■ **DATA FOR THE TASK**:
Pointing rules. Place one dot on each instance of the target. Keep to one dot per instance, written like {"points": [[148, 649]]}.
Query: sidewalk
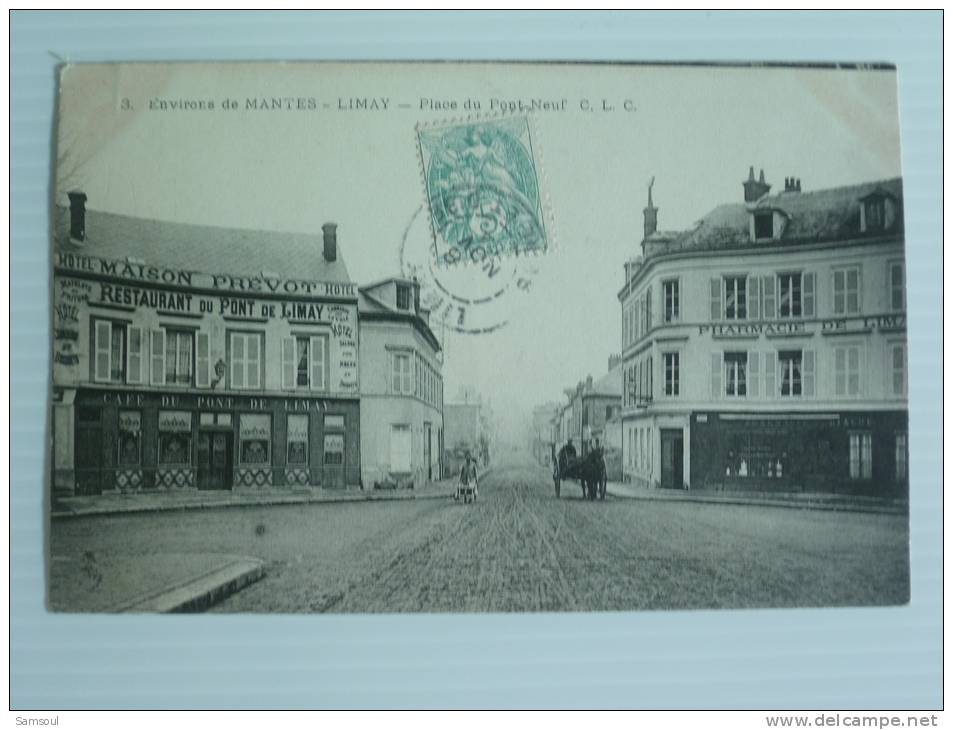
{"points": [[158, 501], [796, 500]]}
---
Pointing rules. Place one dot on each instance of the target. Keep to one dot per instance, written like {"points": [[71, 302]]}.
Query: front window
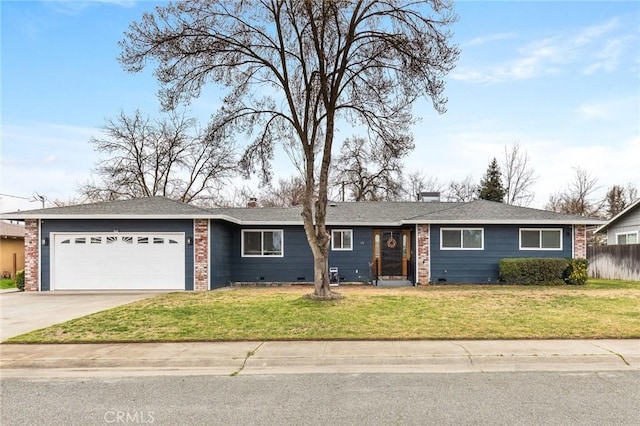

■ **WHAT TO PRODUCE**:
Using the records above, select and copy every line that has the word "like".

■ **RESPONSE TO THE EXERCISE**:
Pointing rules. Place one dot on each instance of the target. Keep to one dot per instance, written like {"points": [[148, 649]]}.
Pointing rules. Place one dot on each instance of the target. Keep to one dot per instance, written like {"points": [[71, 302]]}.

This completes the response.